» Things to do:
1. Name every album in the Luke chronology of the Luke's Freak Fest 2000 entry, each with the year it gives.
2. Answer these from the Luke's Freak Fest 2000 entry:
(a) On what date was the album released?
(b) What is the album's total length?
(c) What was its peak position on the Billboard 200?

» Source extract:
++++++

Compilation album by Luke
- Released: March 7, 2000
- Recorded: 1999–2000
- Genre: Hip hop
- Length: 1:11:55
- Label: Luke; Loud;
- Producer: 69 Boyz; Devastator; Disco Rick; DJ Paul; Jay Ski; Darren “DJ Spin” Rudnick; Juicy J; Luke; Michael Starr; Robert "Reo" Owens; Ty Scott;

Luke chronology
| Greatest Hits (1996) | Luke's Freak Fest 2000 (2000) | Scandalous: The All Star Compilation (2002) |

= Luke's Freak Fest 2000 =

Luke's Freak Fest 2000 is a compilation album by American rapper and record producer Luke. It was released on March 7, 2000, through Luke Records through distribution from Loud Records (under the new-found structure of its merger into Sony Music's subsidiary Relativity Records only months prior). Production was handled by Jay "Ski" McGowan, 69 Boyz, Devastator, Darren “DJ Spin” Rudnick, Disco Rick, DJ Paul, Juicy J, Michael Starr, Robert "Reo" Owens, Ty Scott and Luke himself. It features new material from Luke and contributions from No Good But So Good, 10 K.A.N.S., 69 Boyz, 95 South, 606, Armageddon, Big Pun, Cuban Link, Del Harris, DJ Uncle Al, Goodie Mob, Jiggie Gee, Krayzie Bone, Ms. Tee, Quad City DJ's, Sylvia, Tear Da Club Up Thugs, Tightwork and Underground. The album peaked at number 140 on the Billboard 200 and number 37 on the Top R&B/Hip-Hop Albums in the United States.

++++++

» Supplied material:
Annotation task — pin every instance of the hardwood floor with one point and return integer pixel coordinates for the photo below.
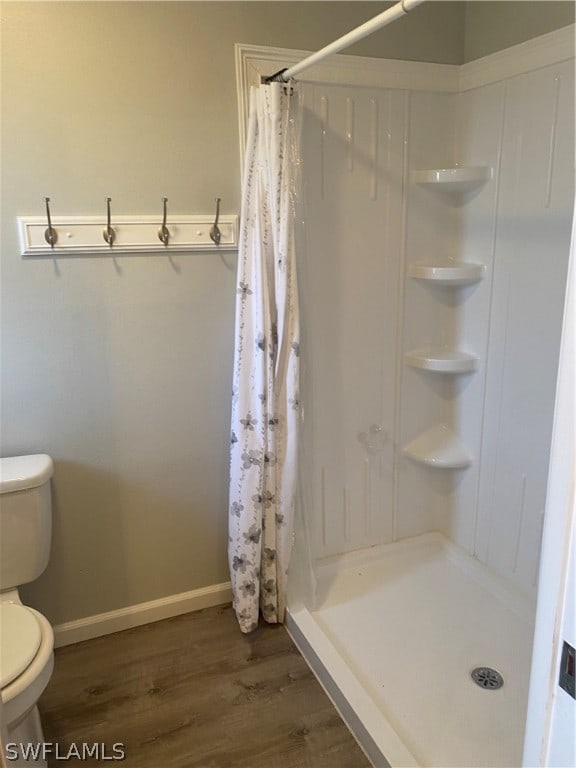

++++++

» Answers for the exercise:
1.
- Greatest Hits (1996)
- Luke's Freak Fest 2000 (2000)
- Scandalous: The All Star Compilation (2002)

2.
(a) March 7, 2000
(b) 1:11:55
(c) Number 140